* _Document extract_
+ + +

One last popular variant on gradient descent is the inclusion of momentum.  Momentum utilizes the following parameter update:
$$
\Delta \mathbf{w}_i = m \Delta \mathbf{w}_{i-1} + (1-m) \nabla \mathbf{w}_i
$$
$$
\mathbf{w}_{i+1} = \mathbf{w}_i - \eta \Delta \mathbf{w}_i
$$
This effectively makes the update direction slower to change, and can help to push the model up and out of local minima.  Let's illustrate it's function using stochastic gradient descent (mini-batch size 1).

In [None]:
w = np.array([0.,0.])
w_momen = [w.copy()]
w_mepoch = [w.copy()]
eta = 0.01
momentum = 0.9
delta_w = 0.0
for i in range(10000):
    w_mepoch.append(w.copy())
    random_indices = np.random.choice(range(len(x)),len(x),replace=False)
    for j in random_indices:
        x_sample = x[j]
        y_sample = y[j]
        delta_w = momentum*delta_w + (1.-momentum)*G(w,np.array([x_sample]),np.array([y_sample]))
        w -= eta*delta_w
        w_momen.append(w.copy())
        
w_momen = np.array(w_momen)

In [None]:
plt.plot(w_batch[:,0],w_batch[:,1],'go-')
plt.plot(w_stoch[:,0],w_stoch[:,1],'b-')
plt.plot(w_momen[:,0],w_momen[:,1],'r-')

#plt.xlim(1.1,1.2)
#plt.ylim(0.7,0.8)

plt.xlabel('Intercept')
plt.ylabel('Slope')
plt.show()

+ + +

* _Tasks to carry out_
(A) How would you translate this sentence from the gradient descent momentum excerpt into Spanish: "This effectively makes the update direction slower to change, and can help to push the model up and out of local minima."
(B) Answer these questions from the gradient descent momentum excerpt:
(i) What mini-batch size is used to illustrate momentum's function?
(ii) What value does the code assign to the variable momentum?
(iii) What label does the plot give the y-axis?
You won't need the records.

(Point annotation dataset records)
+ + +

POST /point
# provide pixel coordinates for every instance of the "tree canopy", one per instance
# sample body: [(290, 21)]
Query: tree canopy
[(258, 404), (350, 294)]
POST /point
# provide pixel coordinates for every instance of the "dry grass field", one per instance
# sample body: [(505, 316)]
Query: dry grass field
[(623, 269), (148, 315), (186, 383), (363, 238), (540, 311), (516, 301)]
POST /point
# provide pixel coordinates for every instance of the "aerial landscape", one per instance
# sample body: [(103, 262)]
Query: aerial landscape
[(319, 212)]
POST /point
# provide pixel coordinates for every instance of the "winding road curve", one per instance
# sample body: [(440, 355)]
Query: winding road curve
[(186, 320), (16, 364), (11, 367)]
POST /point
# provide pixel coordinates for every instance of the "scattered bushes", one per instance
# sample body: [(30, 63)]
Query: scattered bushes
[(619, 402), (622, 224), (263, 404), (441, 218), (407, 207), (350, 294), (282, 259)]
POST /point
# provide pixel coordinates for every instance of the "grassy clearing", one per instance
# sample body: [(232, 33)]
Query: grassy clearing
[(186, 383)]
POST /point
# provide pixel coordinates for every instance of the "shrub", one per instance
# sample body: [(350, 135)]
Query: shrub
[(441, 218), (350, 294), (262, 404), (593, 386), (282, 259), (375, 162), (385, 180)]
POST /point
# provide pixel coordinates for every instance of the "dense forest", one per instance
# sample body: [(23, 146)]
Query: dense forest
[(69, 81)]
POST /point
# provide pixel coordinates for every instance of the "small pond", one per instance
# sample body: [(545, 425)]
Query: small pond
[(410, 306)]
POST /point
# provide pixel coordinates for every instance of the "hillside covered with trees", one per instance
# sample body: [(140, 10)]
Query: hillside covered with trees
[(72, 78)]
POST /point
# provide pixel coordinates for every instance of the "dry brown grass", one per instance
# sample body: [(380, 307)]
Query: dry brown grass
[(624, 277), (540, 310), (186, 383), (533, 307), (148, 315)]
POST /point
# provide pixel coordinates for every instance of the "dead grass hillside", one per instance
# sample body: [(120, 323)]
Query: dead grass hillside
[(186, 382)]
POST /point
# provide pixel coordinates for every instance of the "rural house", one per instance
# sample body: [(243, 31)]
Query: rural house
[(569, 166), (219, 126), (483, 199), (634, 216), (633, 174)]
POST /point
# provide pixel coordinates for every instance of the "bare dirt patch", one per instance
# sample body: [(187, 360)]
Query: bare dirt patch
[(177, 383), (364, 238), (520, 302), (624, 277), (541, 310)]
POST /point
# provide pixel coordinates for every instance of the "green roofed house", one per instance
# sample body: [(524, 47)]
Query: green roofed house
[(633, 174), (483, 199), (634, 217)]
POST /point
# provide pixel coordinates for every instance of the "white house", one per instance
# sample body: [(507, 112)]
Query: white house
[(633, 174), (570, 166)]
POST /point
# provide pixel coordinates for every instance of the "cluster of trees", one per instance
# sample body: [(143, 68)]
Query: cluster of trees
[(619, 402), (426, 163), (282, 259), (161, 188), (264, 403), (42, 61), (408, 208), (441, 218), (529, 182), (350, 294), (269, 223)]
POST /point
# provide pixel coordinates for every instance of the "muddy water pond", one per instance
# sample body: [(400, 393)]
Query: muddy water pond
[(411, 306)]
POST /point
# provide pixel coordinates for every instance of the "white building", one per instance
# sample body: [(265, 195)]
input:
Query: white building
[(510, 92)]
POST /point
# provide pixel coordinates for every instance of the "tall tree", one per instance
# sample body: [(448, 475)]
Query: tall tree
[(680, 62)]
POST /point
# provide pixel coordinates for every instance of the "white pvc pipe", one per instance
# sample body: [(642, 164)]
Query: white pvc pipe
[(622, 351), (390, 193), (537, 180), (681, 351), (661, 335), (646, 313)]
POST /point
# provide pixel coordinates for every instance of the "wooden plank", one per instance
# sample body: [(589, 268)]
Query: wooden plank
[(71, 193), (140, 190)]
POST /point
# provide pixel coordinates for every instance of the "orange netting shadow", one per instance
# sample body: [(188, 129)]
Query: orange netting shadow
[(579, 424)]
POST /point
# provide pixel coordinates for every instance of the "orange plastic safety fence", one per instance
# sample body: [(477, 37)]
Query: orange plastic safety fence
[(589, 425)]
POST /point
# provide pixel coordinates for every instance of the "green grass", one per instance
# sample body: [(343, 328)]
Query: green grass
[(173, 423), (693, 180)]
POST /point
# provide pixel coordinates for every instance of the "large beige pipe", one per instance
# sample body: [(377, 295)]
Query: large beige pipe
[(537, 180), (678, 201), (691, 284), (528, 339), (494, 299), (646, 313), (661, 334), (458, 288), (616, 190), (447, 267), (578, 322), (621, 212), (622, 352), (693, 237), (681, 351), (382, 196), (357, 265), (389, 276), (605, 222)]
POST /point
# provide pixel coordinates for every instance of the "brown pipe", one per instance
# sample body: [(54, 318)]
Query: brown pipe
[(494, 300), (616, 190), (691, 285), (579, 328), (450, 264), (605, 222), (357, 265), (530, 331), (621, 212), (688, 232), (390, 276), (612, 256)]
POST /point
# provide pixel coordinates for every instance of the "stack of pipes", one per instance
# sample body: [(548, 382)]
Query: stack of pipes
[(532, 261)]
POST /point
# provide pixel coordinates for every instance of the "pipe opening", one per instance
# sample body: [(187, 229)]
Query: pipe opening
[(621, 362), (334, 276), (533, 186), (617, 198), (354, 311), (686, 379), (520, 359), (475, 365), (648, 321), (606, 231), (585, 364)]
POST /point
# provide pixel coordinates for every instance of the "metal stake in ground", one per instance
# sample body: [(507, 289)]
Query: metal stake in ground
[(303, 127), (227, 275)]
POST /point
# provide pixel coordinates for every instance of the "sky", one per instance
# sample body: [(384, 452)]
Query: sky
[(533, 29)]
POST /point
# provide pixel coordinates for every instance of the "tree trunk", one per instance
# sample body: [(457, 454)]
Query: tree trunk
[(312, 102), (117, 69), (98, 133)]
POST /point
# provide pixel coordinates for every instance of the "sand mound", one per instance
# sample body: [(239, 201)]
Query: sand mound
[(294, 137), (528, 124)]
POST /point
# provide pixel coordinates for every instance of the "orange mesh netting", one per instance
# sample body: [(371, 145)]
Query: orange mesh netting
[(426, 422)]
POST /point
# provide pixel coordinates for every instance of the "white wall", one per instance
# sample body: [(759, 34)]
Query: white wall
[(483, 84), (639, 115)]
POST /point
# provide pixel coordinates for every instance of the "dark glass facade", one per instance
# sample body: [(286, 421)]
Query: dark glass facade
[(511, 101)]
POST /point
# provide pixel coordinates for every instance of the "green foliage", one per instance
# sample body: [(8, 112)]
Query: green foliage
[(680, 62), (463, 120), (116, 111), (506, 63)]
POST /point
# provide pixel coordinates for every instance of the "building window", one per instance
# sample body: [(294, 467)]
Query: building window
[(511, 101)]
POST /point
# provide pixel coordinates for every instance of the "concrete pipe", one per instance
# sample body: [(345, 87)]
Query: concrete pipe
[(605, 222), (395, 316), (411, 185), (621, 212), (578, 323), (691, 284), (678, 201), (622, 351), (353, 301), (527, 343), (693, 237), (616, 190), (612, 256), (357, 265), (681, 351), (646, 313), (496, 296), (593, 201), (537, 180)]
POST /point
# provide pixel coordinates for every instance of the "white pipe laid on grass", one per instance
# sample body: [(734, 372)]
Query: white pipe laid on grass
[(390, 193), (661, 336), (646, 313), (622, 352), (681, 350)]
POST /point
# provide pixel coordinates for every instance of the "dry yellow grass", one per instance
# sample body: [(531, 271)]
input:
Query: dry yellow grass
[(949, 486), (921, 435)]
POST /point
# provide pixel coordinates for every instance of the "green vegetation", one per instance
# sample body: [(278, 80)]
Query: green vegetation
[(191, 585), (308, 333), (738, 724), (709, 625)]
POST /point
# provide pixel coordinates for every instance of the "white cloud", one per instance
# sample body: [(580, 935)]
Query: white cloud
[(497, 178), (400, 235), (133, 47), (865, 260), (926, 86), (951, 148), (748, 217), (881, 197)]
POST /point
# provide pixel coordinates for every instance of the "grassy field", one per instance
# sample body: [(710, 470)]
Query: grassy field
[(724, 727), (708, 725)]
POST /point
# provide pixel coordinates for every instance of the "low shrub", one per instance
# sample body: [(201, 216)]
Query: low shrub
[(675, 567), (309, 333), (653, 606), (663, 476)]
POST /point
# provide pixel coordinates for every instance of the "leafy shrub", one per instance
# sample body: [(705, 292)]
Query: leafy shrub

+ + +

* _Final answers_
(A) Esto hace efectivamente que la dirección de actualización cambie más lentamente, y puede ayudar a empujar el modelo hacia arriba y fuera de los mínimos locales.

(B)
(i) 1
(ii) 0.9
(iii) Slope